• **Problem requirements**
Output the data unchanged and complete, minus the images.
── Data for processing ──
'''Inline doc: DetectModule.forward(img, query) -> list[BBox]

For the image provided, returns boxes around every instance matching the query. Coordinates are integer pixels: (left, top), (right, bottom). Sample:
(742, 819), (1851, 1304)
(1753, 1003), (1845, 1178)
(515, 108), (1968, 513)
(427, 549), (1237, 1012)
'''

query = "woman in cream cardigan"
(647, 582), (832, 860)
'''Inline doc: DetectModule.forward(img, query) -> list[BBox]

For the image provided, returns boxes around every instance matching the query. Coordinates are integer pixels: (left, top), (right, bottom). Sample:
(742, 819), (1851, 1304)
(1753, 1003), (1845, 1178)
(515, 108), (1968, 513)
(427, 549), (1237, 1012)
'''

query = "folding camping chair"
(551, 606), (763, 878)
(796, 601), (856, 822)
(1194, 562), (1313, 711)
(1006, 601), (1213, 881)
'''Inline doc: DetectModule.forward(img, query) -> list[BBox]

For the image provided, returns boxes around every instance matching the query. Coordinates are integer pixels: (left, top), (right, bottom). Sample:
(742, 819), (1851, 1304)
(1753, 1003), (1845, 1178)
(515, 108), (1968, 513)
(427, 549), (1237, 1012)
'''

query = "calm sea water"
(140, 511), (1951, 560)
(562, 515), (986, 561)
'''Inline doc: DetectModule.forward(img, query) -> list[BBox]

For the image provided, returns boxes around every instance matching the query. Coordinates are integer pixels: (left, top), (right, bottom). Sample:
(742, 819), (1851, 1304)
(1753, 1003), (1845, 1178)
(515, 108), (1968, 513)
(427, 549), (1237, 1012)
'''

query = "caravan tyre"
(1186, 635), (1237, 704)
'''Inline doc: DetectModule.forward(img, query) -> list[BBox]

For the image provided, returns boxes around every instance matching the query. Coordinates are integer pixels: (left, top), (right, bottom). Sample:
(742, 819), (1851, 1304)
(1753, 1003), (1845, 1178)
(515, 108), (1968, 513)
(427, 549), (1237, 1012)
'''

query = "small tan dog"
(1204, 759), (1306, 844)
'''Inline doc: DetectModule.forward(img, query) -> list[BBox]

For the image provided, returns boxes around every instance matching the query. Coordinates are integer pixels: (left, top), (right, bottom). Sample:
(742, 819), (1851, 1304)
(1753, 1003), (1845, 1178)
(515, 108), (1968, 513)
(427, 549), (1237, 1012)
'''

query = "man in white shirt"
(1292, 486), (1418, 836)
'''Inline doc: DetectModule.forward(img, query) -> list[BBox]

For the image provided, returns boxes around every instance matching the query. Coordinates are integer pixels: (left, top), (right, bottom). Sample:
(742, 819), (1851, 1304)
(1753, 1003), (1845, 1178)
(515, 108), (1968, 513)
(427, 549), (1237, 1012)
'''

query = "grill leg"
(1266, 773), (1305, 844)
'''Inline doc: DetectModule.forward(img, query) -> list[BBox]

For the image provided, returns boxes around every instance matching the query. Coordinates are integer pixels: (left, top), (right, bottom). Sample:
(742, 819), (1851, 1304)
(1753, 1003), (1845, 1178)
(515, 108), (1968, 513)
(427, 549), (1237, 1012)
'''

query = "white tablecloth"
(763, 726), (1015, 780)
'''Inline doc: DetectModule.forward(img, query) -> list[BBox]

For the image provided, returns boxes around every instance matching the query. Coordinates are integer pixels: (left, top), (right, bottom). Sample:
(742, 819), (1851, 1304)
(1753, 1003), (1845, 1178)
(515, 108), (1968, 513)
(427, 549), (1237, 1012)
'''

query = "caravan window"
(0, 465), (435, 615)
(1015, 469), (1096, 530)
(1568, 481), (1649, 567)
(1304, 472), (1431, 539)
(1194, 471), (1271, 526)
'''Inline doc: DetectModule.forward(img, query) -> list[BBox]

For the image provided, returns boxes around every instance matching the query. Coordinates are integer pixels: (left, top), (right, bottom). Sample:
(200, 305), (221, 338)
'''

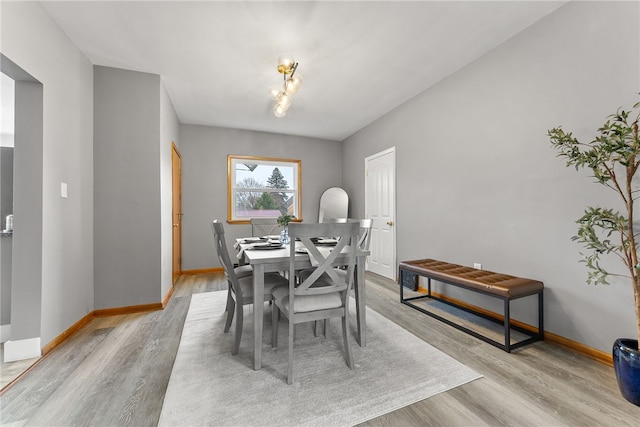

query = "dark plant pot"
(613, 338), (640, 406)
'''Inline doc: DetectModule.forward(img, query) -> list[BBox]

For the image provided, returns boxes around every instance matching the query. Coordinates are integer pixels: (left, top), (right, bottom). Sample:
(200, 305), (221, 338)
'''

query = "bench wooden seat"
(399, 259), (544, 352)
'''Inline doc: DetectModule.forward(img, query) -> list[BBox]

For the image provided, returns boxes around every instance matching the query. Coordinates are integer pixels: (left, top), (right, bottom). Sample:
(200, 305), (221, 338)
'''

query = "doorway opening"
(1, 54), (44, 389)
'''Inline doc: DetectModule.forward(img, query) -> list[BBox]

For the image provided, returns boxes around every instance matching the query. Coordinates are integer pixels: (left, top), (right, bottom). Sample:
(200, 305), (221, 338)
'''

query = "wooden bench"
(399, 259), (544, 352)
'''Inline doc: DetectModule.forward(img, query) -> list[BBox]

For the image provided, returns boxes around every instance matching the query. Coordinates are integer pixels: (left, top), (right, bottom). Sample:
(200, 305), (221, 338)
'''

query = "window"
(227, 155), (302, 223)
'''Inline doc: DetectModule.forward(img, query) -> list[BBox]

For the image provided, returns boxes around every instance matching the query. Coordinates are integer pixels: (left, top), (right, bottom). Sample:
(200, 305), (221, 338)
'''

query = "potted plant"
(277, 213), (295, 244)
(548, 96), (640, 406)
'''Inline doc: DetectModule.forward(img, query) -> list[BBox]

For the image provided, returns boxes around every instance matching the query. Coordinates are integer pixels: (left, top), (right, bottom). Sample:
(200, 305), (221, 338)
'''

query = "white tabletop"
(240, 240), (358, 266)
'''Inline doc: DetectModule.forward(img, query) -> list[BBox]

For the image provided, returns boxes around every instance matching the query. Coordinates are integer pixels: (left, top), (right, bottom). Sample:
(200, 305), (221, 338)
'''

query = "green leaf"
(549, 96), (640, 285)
───
• **Reply to the exercise**
'''Inline doc: DetectModule.forward(img, query) -> list[BBox]

For the image provided, returns boxes around every instance matching the query. Coordinates are integer pixels: (left, top), (right, bottom). Sample:
(742, 819), (1851, 1304)
(1753, 1003), (1845, 1178)
(515, 108), (1968, 513)
(427, 549), (1237, 1012)
'''

query = "woman in cream cardigan"
(647, 582), (832, 860)
'''Inline doc: DetectModule.forward(img, query) -> list[BBox]

For the image provided, returns boxes around every instance matching the query. Coordinates are integer pixels: (left, top), (right, bottom). Sample:
(742, 819), (1851, 1304)
(1753, 1003), (1845, 1178)
(515, 108), (1968, 513)
(427, 549), (1237, 1012)
'''

query = "folding camping chair"
(551, 606), (763, 878)
(796, 601), (856, 822)
(1194, 562), (1313, 711)
(1006, 601), (1213, 881)
'''Inline doc: DetectModule.forward(img, query) -> list[BBox]

For the image provided, returns boxes around every instance matching the query. Coordinates are integer pixels: (left, top), (right, bottom). Sample:
(742, 819), (1851, 1304)
(1753, 1003), (1845, 1178)
(515, 108), (1968, 513)
(427, 549), (1237, 1012)
'''

query = "calm sea water"
(140, 511), (1951, 560)
(562, 515), (986, 561)
'''Inline doc: DetectModule.forward(img, query) -> list[BBox]

For the image provided, returns boxes around every instance matching the query. Coordinates are integer pixels: (left, top), (right, bottom). Sample:
(742, 819), (1851, 1304)
(1753, 1003), (1845, 1178)
(515, 108), (1968, 513)
(427, 549), (1237, 1012)
'''

query = "caravan tyre"
(1186, 635), (1237, 704)
'''Inline doc: DetectModule.forward(img, query) -> list[BBox]

For the image provided, returns boxes around every instance matching the query. Coordinates are integer pixels: (left, top), (right, bottom). Sample:
(742, 819), (1851, 1304)
(1753, 1003), (1845, 1178)
(515, 108), (1968, 513)
(427, 549), (1237, 1012)
'''

query = "small tan dog"
(1204, 759), (1306, 844)
'''Inline doc: DetectModule.forward(img, query) -> list[BBox]

For the image provided, returns boxes around every instance matching the query. Coordinates are integer pixels: (left, top), (right, bottom). Sample:
(742, 819), (1851, 1304)
(1753, 1003), (1845, 1178)
(515, 108), (1968, 513)
(427, 549), (1237, 1012)
'''

query = "man in white shirt"
(1292, 486), (1418, 836)
'''Inline doc: DetectModule.forward(img, query) -> list[BBox]

For the image provided, returns boxes around every instance matching the query. Coordinates are integer pixels: (left, top), (right, bottom). Sample:
(742, 819), (1851, 1304)
(1753, 1003), (1845, 1178)
(515, 108), (1968, 513)
(427, 549), (1237, 1012)
'''

query = "grill leg"
(1266, 773), (1305, 844)
'''Inline doc: DetectModule.forward(img, query) -> list[BBox]

For the image provided, returns boxes around every instance matching the query. Coordinates are integer pixels: (left, top), (right, bottom). Sample:
(742, 819), (1851, 1304)
(1753, 1003), (1845, 1178)
(515, 108), (1968, 513)
(427, 549), (1237, 1012)
'''

query = "white tablecloth"
(763, 726), (1015, 780)
'''Inline doc: DetectModule.forward(img, query) -> list[BBox]

For the image provided, returns boxes around every instance matching the query. Coordinates are integer pixels: (left, top), (right, bottom). Sample:
(742, 819), (1851, 1304)
(1753, 1003), (1845, 1178)
(515, 108), (1968, 513)
(427, 549), (1237, 1012)
'''

query = "caravan window"
(0, 465), (435, 615)
(1015, 469), (1096, 530)
(1568, 481), (1649, 567)
(1304, 472), (1431, 539)
(1194, 471), (1271, 526)
'''Inline doc: DetectModule.forward(img, query) -> list[BBox]

For the image provided, returns boxes around every instance matching the query. Coordinates are integer pixels: (left, top), (right, bottom). Sample:
(200, 305), (221, 338)
'''


query = "dark plant pot"
(613, 338), (640, 406)
'''Inline doc: DetectModule.forward(img, query) -> list[BBox]

For the image provided, returns boxes around every instance matching the query. Coordinates are integer pixels: (left, top), (right, bottom). Sample:
(200, 305), (221, 338)
'''

query = "bench wooden seat"
(399, 259), (544, 352)
'''Inline doc: DetectModule.forward(img, query) -> list[BBox]

For the image provided, returns boxes around every instance matching the query. Coordinates are integer pixels: (left, top), (right, bottom). Sample:
(200, 305), (221, 338)
'''

query = "doorway opening"
(1, 54), (44, 389)
'''Inline doc: DetectModule.forward(img, query) -> list[BBox]

For the image provided, returns boxes around every instance matching the query. Coordinates are integer pixels: (left, top), (right, bottom). Sample:
(200, 305), (221, 338)
'''

query = "wooden bench"
(399, 259), (544, 352)
'''Inline doc: DetectModule.forward(img, query) -> list[BBox]

For the image provided, returns boxes around every instance matching the query. Coordinates are integer pixels: (left, top), (right, bottom). Sample:
(200, 305), (221, 338)
'''

query = "window"
(227, 155), (302, 223)
'''Inline doc: DetectModule.forward(img, query) -> list[BBox]

For the image provided, returns boxes around every instance matching the query. Coordinates are integer pixels: (left, top), (right, bottom). Sample:
(200, 305), (221, 338)
'''

query = "potted plant"
(277, 213), (295, 244)
(548, 96), (640, 406)
'''Inline doc: DetectModule.forward(img, query) -> list[BBox]

For the image provided, returns boxes around every instance matching the query. Coordinates are integer pixels: (left, top), (right, bottom). Sample:
(200, 305), (221, 338)
'''

query = "white tabletop"
(240, 240), (358, 266)
'''Inline doc: DetectModule.forward(img, query) -> list[BBox]

For the image provided, returns boxes around every instance matching the query. Coordinates are integer pixels: (left, top), (right, bottom). Sample:
(200, 305), (221, 338)
'''

query = "green leaf"
(549, 96), (640, 285)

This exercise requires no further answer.